(Natural language region descriptions)
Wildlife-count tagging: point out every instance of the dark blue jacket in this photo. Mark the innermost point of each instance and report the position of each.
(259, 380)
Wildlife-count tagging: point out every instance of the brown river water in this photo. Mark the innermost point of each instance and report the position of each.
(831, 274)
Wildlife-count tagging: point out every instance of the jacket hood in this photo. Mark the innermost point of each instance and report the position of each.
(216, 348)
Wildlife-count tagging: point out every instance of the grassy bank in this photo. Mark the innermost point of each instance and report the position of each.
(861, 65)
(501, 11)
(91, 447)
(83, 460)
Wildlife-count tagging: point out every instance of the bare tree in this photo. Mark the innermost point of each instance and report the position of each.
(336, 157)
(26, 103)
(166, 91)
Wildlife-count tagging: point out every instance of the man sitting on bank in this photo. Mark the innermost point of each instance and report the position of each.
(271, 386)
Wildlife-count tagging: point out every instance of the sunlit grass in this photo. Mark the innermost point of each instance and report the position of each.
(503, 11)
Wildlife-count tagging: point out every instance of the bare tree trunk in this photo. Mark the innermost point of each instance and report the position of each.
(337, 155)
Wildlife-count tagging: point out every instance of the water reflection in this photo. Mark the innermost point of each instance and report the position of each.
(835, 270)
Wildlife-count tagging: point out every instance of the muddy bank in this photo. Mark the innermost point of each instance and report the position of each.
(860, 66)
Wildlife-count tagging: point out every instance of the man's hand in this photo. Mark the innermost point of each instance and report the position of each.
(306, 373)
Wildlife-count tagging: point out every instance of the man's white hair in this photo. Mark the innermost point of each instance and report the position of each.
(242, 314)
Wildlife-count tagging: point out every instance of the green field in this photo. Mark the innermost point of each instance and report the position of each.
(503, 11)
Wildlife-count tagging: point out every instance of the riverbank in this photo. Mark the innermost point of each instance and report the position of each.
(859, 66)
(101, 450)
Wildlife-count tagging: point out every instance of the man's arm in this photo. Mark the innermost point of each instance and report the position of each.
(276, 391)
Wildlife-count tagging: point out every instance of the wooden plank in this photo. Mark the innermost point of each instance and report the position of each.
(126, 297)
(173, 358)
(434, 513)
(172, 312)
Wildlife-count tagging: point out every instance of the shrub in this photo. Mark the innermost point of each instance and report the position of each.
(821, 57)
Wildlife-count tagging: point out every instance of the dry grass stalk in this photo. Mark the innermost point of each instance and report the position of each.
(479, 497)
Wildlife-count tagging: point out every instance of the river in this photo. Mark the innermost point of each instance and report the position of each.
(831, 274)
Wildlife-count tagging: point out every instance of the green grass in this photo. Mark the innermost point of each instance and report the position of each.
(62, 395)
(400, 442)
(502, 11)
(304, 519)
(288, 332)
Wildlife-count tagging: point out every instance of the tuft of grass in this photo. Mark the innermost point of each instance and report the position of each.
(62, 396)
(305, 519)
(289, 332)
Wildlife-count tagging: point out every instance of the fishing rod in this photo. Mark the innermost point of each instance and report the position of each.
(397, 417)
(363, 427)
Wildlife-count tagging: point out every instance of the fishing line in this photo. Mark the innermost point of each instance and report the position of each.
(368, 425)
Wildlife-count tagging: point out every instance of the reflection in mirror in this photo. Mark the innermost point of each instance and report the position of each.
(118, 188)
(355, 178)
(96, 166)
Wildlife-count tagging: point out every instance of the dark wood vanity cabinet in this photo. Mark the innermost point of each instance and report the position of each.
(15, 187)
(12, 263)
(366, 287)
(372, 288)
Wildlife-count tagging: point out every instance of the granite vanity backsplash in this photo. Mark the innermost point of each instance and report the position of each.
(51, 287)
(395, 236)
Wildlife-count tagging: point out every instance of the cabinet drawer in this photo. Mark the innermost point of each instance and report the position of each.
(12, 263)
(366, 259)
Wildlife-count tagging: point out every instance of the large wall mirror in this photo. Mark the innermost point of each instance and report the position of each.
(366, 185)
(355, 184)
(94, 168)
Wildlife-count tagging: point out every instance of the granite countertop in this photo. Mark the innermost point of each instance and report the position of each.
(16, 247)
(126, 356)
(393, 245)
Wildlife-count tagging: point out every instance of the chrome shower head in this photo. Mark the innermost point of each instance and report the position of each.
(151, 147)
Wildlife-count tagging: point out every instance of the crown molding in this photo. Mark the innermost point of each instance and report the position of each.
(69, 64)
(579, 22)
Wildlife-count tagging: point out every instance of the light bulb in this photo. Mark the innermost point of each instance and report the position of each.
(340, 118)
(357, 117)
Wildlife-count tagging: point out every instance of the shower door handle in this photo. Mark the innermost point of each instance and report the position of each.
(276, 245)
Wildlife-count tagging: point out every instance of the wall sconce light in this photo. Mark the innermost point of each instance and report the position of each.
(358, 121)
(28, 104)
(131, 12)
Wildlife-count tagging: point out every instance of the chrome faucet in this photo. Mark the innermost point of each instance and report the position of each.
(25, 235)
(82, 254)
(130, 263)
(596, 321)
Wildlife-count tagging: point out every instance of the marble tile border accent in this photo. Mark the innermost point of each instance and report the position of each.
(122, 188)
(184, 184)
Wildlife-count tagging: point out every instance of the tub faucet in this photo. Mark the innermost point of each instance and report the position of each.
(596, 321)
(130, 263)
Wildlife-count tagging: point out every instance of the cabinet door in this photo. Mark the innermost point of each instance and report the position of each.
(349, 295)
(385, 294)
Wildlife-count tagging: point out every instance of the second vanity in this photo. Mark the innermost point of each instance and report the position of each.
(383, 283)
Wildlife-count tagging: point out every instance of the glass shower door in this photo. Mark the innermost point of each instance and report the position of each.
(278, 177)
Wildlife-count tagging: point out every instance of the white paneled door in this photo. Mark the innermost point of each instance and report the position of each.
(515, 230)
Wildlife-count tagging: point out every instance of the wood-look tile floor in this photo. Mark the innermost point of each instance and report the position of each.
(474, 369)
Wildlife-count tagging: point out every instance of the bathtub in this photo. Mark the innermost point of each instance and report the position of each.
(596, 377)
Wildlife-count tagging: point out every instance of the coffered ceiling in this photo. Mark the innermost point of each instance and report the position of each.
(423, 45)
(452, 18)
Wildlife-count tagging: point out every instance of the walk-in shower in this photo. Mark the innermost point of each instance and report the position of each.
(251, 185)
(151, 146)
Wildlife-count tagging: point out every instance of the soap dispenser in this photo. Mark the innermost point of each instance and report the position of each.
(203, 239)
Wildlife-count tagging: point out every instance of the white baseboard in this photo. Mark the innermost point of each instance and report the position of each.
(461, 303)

## [Task instructions]
Please reproduce each record precisely as written.

## [Response area]
Wildlife-count tagging: point out every instance of the dark blue jacket in this photo. Mark the innermost point of each instance and report the position of each.
(259, 380)
Wildlife-count tagging: point out every instance of the brown river water in this photo. Mark the innermost point of each instance and report the position of each.
(831, 274)
Wildlife-count tagging: point out every instance of the jacket hood in this photo. Mark the innermost point of each instance and report the position of each.
(216, 348)
Wildlife-count tagging: point out every instance of the grassy bank in this photo. Mark the innermost point of each instance and report the position of each.
(861, 65)
(501, 11)
(91, 447)
(83, 460)
Wildlife-count tagging: point out every instance of the bare tree in this photo. Mark the innermost point of each instance and report the position of each.
(336, 157)
(26, 103)
(166, 91)
Wildlife-count tagging: point out every instance of the man sitting on bank in this photo. Mark the innermost point of each instance and report the position of each.
(271, 386)
Wildlife-count tagging: point out every instance of the sunlit grass in this photo. Mark the innermost point of each instance and report the position of each.
(503, 11)
Wildlife-count tagging: point out every instance of the bare tree trunk in this photo. Mark the innermost point of each instance and report the position of each.
(337, 155)
Wildlife-count tagging: point out every instance of the water reflection in this photo. Mark the innermost point of each instance and report the position of each.
(835, 270)
Wildlife-count tagging: point out every instance of the muddy bank in this photo. Mark the innermost point of each instance and report the position of each.
(860, 66)
Wildlife-count tagging: point out every instance of the man's hand in this photo. Mark the innermost point of each instance and report the position of each.
(306, 373)
Wildlife-count tagging: point out every instance of the man's white hair in this photo. Mark the innermost point of each instance and report the position of each.
(242, 314)
Wildlife-count tagging: point out every instance of the green field in this photo. Mark the innermost point of each instance and report the position of each.
(503, 11)
Wildlife-count tagging: point out every instance of the riverbank in this photo. Mark the innermost point of each instance and report the position of each.
(859, 66)
(101, 450)
Wildlife-count tagging: point out every instance of the man's arm in this photo. Mark the innermost point of each instance and report the position of each.
(276, 391)
Wildlife-count tagging: point out every instance of the wooden plank in this photo. Mark the innermost point of each instance and report the position of each.
(126, 297)
(173, 358)
(434, 513)
(172, 312)
Wildlife-count tagging: point out every instance of the shrub in this photo. Mark the innermost point of each instance and report the position of each.
(821, 57)
Wildlife-count tagging: point out every instance of the dry grass stalk in this photo. Mark the innermost point of each instance and report the position of each.
(479, 497)
Wildlife-count tagging: point out every instance of the river in this photo. Mark the innermost point of each instance and report the position of each.
(831, 274)
Wildlife-count tagging: point out every instance of the green grass in this photo. Mark the innermost point of each instance and report the position of each.
(62, 395)
(400, 442)
(502, 11)
(304, 519)
(288, 332)
Wildlife-count tagging: point out every instance of the tuft of grass in this photo. Mark the innermost point of each instance and report the position of each.
(62, 396)
(305, 519)
(289, 332)
Wildlife-count tagging: point out every instance of the fishing rod in this photo. Mark the innermost point of each instance and report the position of each.
(397, 417)
(363, 427)
Wildlife-count tagging: point out every instance of the fishing line in this photo. Mark the innermost point of each instance and report the position of each.
(368, 425)
Wildlife-count tagging: point out every instance of the reflection in mirror in this photo. Mark the innermost point of each instance and report the position of each.
(118, 188)
(355, 178)
(96, 166)
Wildlife-count tagging: point out every instance of the dark wood vanity cabinet in this photo. Mark the innermost point of each instance and report the position of each.
(15, 187)
(12, 263)
(366, 287)
(372, 288)
Wildlife-count tagging: point out every instance of the granite vanity backsplash in this photo. Mark the innermost point of each instance and report the position of each.
(51, 287)
(395, 236)
Wildlife-count tagging: point out every instance of the cabinet drawer in this photo. Mark the innermost point of each instance and report the position of each.
(12, 263)
(366, 259)
Wildlife-count tagging: point out every instance of the large wall mirror in this photo. Mark the innermost point of each instance and report the position of each.
(366, 185)
(355, 184)
(94, 168)
Wildlife-count tagging: point out every instance of the granite countertop in this photo. Mark the innermost point of each instance and report the position of each.
(16, 247)
(126, 356)
(393, 245)
Wildlife-count tagging: point out every instance of the chrome shower head in this photo. Mark the innermost point of each instance and report the position of each.
(151, 147)
Wildlife-count tagging: point out every instance of the crown molding in this photo. Mark the innermost point of each instance and report the position of each.
(69, 64)
(579, 22)
Wildlife-count tagging: point out every instance of the light bulb in this photo. Mark the innermost point of each instance and report the position of each.
(340, 118)
(357, 117)
Wildlife-count tagging: point out every instance of the shower door handle in this photo. Mark the innermost point of each instance and report the position of each.
(276, 245)
Wildlife-count tagging: point out every instance of the wall sconce light in this photo. Mark the innermost point of each instance and report the position of each.
(358, 121)
(28, 104)
(131, 12)
Wildlife-count tagging: point out every instance of the chrome faucet in this photo. Mark the innermost point of each instance and report the position of each.
(25, 235)
(82, 254)
(130, 263)
(596, 321)
Wildlife-count tagging: point out every instance of the marble tile border accent in this photo. Mark the innermost point of each instance and report the position of each.
(122, 188)
(184, 184)
Wildlife-count tagging: point out every instance of the tub faucet in this photo. Mark the innermost point of each instance and report the position of each.
(596, 321)
(130, 263)
Wildlife-count tagging: point out every instance of the cabinet door in this photo. Mark the innermost point of each instance and report the position of each.
(349, 295)
(385, 294)
Wildlife-count tagging: point out every instance of the second vanity in this photo. Mark the innermost point of each instance and report the position of each.
(383, 283)
Wildlife-count tagging: point out every instance of the glass shower door in this photo. Mark the innermost point of each instance and report the position of each.
(278, 177)
Wildlife-count tagging: point out every instance of the white paneled door in this photo. Mark the innermost point of each instance and report the position of each.
(515, 230)
Wildlife-count tagging: point out every instance of the wood-look tile floor in this photo. Mark the innermost point of each instance and report the position of each.
(474, 369)
Wildlife-count tagging: point out every instance of the bathtub in this photo. Mark the innermost point of each instance and report the position of each.
(596, 377)
Wildlife-count tagging: point out every instance of the coffered ceiling in this photo. Mark the innermost point of each instance and report the position of each.
(423, 45)
(452, 18)
Wildlife-count tagging: point out every instance of the walk-in shower in this photo. Mark the innermost point of each instance and report the position of each.
(251, 185)
(151, 146)
Wildlife-count tagging: point out every instance of the soap dispenser in this photo. Mark the innermost point of each instance and report the position of each.
(203, 239)
Wildlife-count tagging: point out every instance of the white baseboard in this photo. Mark the innermost point of each instance and report the position of each.
(461, 303)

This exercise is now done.